BEGIN Provided data

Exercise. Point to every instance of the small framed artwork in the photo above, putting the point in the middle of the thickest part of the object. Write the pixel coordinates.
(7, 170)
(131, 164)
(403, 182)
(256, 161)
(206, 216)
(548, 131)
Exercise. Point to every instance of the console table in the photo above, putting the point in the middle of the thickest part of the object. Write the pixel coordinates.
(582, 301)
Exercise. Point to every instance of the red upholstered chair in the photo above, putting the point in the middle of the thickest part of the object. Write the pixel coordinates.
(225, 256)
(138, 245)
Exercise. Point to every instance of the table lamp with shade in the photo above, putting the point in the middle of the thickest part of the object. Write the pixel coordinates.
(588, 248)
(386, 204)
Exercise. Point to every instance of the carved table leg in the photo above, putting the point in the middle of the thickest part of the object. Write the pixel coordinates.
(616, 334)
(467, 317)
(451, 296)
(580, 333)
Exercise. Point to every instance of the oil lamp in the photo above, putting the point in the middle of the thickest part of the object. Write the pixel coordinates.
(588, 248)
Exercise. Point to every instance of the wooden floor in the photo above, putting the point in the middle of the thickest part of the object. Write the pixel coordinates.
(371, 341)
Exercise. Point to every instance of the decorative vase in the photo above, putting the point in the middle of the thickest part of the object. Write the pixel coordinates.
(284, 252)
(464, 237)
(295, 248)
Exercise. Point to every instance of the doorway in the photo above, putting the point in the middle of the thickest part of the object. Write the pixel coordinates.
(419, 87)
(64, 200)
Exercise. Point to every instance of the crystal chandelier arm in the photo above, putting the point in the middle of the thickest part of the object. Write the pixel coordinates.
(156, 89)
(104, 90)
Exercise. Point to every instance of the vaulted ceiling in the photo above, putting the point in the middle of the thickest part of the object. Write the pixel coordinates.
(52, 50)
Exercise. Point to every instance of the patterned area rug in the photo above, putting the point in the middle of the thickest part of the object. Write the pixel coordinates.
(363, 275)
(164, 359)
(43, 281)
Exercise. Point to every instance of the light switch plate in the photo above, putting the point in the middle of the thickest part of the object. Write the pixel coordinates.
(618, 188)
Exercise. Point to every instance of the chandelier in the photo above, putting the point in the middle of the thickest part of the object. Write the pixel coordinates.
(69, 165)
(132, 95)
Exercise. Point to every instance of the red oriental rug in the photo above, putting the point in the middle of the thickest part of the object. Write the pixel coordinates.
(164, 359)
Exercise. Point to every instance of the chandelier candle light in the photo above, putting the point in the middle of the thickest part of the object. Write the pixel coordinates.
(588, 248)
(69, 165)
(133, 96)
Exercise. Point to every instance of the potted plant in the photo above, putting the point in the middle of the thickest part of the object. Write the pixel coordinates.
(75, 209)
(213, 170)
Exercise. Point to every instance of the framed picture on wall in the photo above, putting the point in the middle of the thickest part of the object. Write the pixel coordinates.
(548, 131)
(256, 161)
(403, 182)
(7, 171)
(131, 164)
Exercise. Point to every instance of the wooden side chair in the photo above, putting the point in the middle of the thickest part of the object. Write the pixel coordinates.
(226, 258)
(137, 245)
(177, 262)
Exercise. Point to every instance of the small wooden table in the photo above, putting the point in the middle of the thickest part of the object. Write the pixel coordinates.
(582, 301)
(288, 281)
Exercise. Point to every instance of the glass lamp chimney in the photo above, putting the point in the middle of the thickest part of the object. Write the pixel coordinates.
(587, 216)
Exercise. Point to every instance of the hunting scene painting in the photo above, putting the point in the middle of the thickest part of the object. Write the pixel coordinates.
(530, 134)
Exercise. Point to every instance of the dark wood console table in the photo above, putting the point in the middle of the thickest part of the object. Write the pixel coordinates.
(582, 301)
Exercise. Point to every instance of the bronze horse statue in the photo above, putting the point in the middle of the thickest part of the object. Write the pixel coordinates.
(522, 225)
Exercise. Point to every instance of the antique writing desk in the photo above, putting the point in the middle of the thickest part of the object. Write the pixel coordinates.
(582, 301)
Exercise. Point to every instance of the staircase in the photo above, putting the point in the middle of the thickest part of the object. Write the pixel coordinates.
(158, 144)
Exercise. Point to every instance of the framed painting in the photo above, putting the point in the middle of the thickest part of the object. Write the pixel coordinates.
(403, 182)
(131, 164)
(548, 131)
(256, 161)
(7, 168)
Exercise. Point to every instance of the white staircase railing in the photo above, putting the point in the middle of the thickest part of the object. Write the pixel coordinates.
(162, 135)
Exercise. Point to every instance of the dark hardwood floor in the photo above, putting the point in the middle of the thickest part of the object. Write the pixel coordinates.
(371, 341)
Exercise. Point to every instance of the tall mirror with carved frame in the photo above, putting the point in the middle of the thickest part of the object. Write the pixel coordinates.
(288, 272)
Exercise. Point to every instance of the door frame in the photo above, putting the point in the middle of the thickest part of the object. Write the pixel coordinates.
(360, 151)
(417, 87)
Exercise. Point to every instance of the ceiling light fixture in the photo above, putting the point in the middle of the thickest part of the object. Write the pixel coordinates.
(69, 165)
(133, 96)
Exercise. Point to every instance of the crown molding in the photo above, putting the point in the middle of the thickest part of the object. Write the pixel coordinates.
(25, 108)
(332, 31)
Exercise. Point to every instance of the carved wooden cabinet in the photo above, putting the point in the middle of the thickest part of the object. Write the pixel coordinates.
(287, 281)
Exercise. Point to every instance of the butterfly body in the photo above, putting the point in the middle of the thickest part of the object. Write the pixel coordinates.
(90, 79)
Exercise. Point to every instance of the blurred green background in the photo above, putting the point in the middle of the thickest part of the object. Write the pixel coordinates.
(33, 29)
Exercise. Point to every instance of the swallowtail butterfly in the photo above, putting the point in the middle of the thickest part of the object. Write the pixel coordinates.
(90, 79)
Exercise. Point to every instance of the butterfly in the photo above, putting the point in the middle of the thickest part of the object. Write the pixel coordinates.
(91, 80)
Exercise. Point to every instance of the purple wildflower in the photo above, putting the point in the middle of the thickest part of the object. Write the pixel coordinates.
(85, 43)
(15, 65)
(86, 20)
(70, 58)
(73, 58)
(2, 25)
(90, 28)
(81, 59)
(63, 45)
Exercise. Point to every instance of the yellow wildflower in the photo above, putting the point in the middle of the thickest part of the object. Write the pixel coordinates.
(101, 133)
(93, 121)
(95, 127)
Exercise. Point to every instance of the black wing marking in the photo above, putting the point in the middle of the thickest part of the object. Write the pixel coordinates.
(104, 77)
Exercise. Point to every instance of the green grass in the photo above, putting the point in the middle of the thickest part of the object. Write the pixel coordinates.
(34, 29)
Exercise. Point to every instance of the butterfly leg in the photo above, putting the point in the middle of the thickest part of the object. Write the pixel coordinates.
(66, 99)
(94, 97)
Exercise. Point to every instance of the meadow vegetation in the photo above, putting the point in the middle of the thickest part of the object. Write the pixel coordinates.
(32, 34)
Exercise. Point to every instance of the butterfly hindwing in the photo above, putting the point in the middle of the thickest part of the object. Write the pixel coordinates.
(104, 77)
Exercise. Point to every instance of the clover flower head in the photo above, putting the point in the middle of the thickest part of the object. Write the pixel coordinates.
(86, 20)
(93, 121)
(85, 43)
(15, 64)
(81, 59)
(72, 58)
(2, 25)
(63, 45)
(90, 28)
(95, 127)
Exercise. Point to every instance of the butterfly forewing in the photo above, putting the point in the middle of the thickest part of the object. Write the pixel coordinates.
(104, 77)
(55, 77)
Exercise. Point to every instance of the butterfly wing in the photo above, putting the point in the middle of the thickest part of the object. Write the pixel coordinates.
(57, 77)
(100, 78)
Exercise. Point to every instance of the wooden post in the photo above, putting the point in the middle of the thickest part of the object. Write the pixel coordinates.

END Provided data

* _Exercise goal_:
All entries must come back exactly as they were written.

* _Answer to the problem_:
Exercise. Point to every instance of the small framed artwork in the photo above, putting the point in the middle of the thickest part of the object. Write the pixel coordinates.
(7, 170)
(131, 164)
(403, 182)
(256, 161)
(206, 216)
(548, 131)
Exercise. Point to every instance of the console table in the photo above, putting the point in the middle of the thickest part of the object. Write the pixel coordinates.
(582, 301)
Exercise. Point to every instance of the red upholstered chair in the photo above, putting the point in the middle of the thickest part of the object. Write the pixel coordinates.
(225, 256)
(138, 245)
Exercise. Point to every instance of the table lamp with shade in the photo above, putting the point in the middle of the thickest part of the object. Write the pixel coordinates.
(588, 248)
(386, 204)
Exercise. Point to every instance of the carved table leg in the photo above, putting the point in the middle of the thickest part of the object. Write the pixel coordinates.
(616, 334)
(467, 317)
(451, 296)
(580, 333)
Exercise. Point to every instance of the oil lamp in the photo above, putting the point in the middle of the thickest part of the object. Write the pixel coordinates.
(588, 248)
Exercise. Point to every instance of the wooden floor in the photo above, putting the point in the middle of the thickest part of the object. Write the pixel coordinates.
(371, 341)
Exercise. Point to every instance of the decorative vase in the photo above, putting the point in the middle of the thickest part of the object. Write the pixel coordinates.
(284, 252)
(464, 237)
(295, 248)
Exercise. Point to every instance of the doorway in the photo above, putting the point in the middle of the thickest part of the object. Write the pixel coordinates.
(419, 87)
(64, 200)
Exercise. Point to every instance of the crystal chandelier arm in the photo above, putting the point in the middle of the thickest part of the object. Write the pixel coordinates.
(156, 89)
(104, 90)
Exercise. Point to every instance of the vaulted ceiling in the photo above, putting the point in the middle of the thickest part of the object. Write the pixel coordinates.
(52, 50)
Exercise. Point to every instance of the patterned area rug in the photo above, putting the point in the middle of the thickest part of the object. Write the pixel coordinates.
(363, 275)
(164, 359)
(43, 281)
Exercise. Point to every instance of the light switch plate in the photo above, putting the point in the middle of the thickest part of the object. Write the pixel coordinates.
(618, 188)
Exercise. Point to every instance of the chandelier in the photo above, putting the point in the middle of the thickest part of the object. Write the pixel coordinates.
(69, 165)
(132, 95)
Exercise. Point to every instance of the red oriental rug in the photo above, putting the point in the middle of the thickest part of the object. Write the pixel coordinates.
(164, 359)
Exercise. Point to every instance of the chandelier candle light in the photo above, putting the point in the middle of the thickest part of the object. Write the pixel coordinates.
(588, 248)
(69, 165)
(133, 96)
Exercise. Point to every instance of the potted plant in the photo above, putting the point in the middle of the thickest part of the object. Write the pixel coordinates.
(75, 209)
(213, 170)
Exercise. Point to every instance of the framed picture on wall in the photo above, putting the point in the middle of the thickest part of the object. Write the pixel coordinates.
(548, 131)
(256, 161)
(403, 182)
(7, 171)
(131, 164)
Exercise. Point to every instance of the wooden side chair in the photo above, putting the point in the middle of the thickest part of the object. Write the pixel coordinates.
(226, 258)
(137, 245)
(177, 262)
Exercise. Point to every instance of the small wooden table in the photo above, putting the point in the middle of the thickest part of the object. Write the pixel coordinates.
(582, 301)
(288, 281)
Exercise. Point to every instance of the glass lamp chimney in the photo above, putting the point in the middle of the thickest part of the object. Write the pixel coordinates.
(587, 216)
Exercise. Point to every instance of the hunting scene painting in the photo above, putting the point in the middle of the thickest part of the object. Write the pixel coordinates.
(530, 134)
Exercise. Point to every instance of the dark wood console table in the photo above, putting the point in the middle of the thickest part of the object. Write the pixel coordinates.
(582, 301)
Exercise. Point to every instance of the bronze horse statue in the photo above, putting the point in the middle of the thickest part of the object. Write the pixel coordinates.
(522, 225)
Exercise. Point to every instance of the antique writing desk in the photo above, putting the point in the middle of the thickest part of the object. Write the pixel coordinates.
(582, 301)
Exercise. Point to every instance of the staircase in the photo above, putting the point in the middle of the thickest part of the object. Write the pixel coordinates.
(158, 144)
Exercise. Point to every instance of the framed painting in the photo above, putting the point in the middle of the thickest part of the object. Write the pixel coordinates.
(403, 182)
(131, 164)
(548, 131)
(256, 161)
(7, 168)
Exercise. Point to every instance of the white staircase railing in the photo above, putting the point in the middle of the thickest part of the object. Write the pixel coordinates.
(162, 135)
Exercise. Point to every instance of the dark hardwood floor in the photo above, putting the point in the middle of the thickest part of the object. Write the pixel coordinates.
(371, 341)
Exercise. Point to every instance of the tall mirror with carved frame in the photo above, putting the point in the middle of the thickest part of the object. Write the pixel coordinates.
(288, 272)
Exercise. Point to every instance of the door frame in the photo above, putting the point in the middle of the thickest part of the object. Write the pixel coordinates.
(360, 151)
(417, 87)
Exercise. Point to every instance of the ceiling light fixture in the photo above, putting the point in the middle of the thickest part of the object. Write the pixel coordinates.
(69, 165)
(133, 96)
Exercise. Point to every instance of the crown molding in the photo above, putting the point in the middle of the thickest part of the object. Write the pixel coordinates.
(25, 108)
(332, 31)
Exercise. Point to every instance of the carved wooden cabinet in the photo above, putting the point in the middle of the thickest part of the object. Write the pixel coordinates.
(287, 281)
Exercise. Point to every instance of the butterfly body in the photo above, putting the point in the middle of the thickest part of the object. Write the pixel coordinates.
(90, 79)
Exercise. Point to every instance of the blurred green background in the photo above, putting the point in the middle of the thickest part of the object. Write the pixel coordinates.
(33, 29)
Exercise. Point to every instance of the swallowtail butterfly in the photo above, putting the point in the middle of the thickest part of the object. Write the pixel coordinates.
(90, 79)
Exercise. Point to every instance of the butterfly in the photo above, putting the point in the middle of the thickest part of the object. Write the pixel coordinates.
(91, 80)
Exercise. Point to every instance of the purple wildflower in the photo above, putting the point in the middle of the thickest part of the object. Write the pixel coordinates.
(85, 43)
(15, 65)
(86, 20)
(70, 58)
(73, 58)
(2, 25)
(90, 28)
(81, 59)
(63, 45)
Exercise. Point to every instance of the yellow wildflower in the photo above, putting the point in the middle of the thickest part of the object. Write the pixel coordinates.
(101, 133)
(93, 121)
(95, 127)
Exercise. Point to every instance of the black wing marking in the photo above, putting the point in the middle of the thickest part of the object. Write the pixel coordinates.
(104, 77)
Exercise. Point to every instance of the green grass in the photo above, putting the point in the middle of the thickest part of the object. Write the pixel coordinates.
(34, 29)
Exercise. Point to every instance of the butterfly leg in the photo above, putting the point in the middle of the thickest part of the object. Write the pixel coordinates.
(66, 99)
(94, 97)
Exercise. Point to every instance of the meadow vegetation in the photo above, putting the point in the middle of the thickest part of the object. Write the pixel coordinates.
(32, 34)
Exercise. Point to every instance of the butterfly hindwing in the photo above, putting the point in the middle of the thickest part of the object. Write the pixel coordinates.
(104, 77)
Exercise. Point to every instance of the clover flower head in the photo above, putting the point in the middle of the thickest part of the object. Write the pixel coordinates.
(86, 20)
(93, 121)
(85, 43)
(15, 64)
(81, 59)
(72, 58)
(2, 25)
(63, 45)
(90, 28)
(95, 127)
Exercise. Point to every instance of the butterfly forewing in the photo above, putting the point in the middle of the thickest part of the object. Write the pixel coordinates.
(104, 77)
(55, 77)
Exercise. Point to every instance of the butterfly wing in the photo above, putting the point in the middle of the thickest part of the object. Write the pixel coordinates.
(57, 77)
(100, 78)
Exercise. Point to every instance of the wooden post in the photo above, putting the point in the middle of the thickest part of the object. Write the pixel coordinates.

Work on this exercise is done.